┏━━

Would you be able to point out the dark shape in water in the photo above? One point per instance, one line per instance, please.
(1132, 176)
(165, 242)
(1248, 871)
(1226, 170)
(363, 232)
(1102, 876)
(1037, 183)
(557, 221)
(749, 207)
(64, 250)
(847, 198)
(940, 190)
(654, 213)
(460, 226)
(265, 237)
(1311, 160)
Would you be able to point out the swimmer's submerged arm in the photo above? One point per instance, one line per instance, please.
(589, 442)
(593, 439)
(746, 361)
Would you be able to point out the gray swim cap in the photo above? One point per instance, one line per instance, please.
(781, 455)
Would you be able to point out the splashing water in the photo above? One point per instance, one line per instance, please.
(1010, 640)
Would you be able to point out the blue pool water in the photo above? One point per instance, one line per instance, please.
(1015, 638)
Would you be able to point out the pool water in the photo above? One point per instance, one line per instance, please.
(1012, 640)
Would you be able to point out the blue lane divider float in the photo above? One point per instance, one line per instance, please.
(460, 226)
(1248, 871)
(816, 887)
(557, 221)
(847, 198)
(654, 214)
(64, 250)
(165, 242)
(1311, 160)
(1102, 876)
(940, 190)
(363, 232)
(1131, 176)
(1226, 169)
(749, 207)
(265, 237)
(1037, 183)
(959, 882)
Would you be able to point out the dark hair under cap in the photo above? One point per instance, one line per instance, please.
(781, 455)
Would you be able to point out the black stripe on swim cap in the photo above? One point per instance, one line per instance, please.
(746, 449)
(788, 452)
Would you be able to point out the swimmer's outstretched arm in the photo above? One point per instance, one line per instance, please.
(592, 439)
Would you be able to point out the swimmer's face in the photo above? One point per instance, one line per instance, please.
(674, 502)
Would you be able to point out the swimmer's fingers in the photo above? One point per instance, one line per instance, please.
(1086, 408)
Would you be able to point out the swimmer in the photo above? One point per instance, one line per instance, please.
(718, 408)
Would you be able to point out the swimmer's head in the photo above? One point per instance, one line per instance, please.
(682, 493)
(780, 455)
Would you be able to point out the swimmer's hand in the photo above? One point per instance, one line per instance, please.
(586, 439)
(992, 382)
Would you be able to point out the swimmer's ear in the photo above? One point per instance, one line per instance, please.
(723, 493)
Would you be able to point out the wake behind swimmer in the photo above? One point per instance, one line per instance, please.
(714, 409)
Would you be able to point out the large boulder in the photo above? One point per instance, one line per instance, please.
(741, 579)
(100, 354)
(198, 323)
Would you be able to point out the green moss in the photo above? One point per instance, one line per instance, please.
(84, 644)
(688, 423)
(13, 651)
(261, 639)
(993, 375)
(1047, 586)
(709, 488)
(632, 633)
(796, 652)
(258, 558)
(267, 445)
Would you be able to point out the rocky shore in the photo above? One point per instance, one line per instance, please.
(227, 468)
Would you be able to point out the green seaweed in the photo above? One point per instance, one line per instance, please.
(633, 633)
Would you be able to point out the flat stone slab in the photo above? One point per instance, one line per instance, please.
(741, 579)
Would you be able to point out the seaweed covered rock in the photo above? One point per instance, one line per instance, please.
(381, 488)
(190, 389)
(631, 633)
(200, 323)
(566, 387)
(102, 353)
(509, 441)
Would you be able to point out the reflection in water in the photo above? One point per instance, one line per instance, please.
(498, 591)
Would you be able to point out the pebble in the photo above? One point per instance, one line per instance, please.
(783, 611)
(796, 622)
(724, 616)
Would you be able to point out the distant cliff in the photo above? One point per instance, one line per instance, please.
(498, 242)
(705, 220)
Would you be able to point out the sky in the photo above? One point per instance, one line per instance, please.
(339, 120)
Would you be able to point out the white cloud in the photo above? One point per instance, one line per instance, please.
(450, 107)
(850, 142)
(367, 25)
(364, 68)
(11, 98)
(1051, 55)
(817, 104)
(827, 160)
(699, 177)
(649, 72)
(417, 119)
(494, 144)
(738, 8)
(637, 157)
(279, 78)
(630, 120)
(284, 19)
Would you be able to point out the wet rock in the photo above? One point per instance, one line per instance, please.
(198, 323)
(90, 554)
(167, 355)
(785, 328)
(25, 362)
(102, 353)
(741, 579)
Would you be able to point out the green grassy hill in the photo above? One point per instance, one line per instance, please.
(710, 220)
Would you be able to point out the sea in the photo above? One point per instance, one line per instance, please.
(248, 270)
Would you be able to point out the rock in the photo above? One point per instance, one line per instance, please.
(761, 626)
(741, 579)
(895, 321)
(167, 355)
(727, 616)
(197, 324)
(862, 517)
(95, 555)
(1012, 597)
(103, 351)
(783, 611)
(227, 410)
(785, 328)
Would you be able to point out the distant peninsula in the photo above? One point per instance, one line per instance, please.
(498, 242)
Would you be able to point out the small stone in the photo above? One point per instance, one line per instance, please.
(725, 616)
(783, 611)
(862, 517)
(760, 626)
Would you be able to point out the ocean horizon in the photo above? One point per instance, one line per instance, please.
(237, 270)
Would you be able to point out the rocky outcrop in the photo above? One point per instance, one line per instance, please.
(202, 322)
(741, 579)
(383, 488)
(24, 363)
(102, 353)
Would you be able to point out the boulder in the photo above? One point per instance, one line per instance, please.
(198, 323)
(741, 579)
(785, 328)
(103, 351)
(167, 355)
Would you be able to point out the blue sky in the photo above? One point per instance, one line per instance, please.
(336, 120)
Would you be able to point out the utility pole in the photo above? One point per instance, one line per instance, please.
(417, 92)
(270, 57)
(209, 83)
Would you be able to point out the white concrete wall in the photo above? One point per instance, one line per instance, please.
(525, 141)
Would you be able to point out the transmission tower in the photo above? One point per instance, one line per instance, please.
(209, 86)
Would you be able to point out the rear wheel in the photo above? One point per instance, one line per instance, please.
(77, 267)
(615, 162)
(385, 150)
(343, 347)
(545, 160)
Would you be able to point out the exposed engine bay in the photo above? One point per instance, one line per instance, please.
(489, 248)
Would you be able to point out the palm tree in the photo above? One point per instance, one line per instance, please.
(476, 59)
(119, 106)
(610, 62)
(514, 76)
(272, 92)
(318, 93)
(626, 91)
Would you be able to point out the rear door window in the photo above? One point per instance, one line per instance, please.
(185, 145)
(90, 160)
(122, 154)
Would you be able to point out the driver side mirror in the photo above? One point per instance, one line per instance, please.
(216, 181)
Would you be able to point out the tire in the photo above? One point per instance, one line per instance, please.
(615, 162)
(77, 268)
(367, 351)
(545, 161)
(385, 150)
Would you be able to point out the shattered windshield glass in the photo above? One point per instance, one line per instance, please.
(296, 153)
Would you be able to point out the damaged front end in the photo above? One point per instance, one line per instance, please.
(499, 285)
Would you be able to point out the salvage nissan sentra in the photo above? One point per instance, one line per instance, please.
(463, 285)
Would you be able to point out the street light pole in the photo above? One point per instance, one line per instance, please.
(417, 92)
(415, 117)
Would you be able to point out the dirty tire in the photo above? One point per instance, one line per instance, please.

┗━━

EXERCISE PROMPT
Return, unchanged and in full, the lines from the one containing "Would you be able to point out the street" through the last line of the entries.

FINISHED EXERCISE
Would you be able to point out the street light pole in the photo above? One point per instance, one line per instance, please.
(417, 92)
(415, 117)
Would you be able to point out the dirty tire in the photo above? One point per instance, one line per instance, please.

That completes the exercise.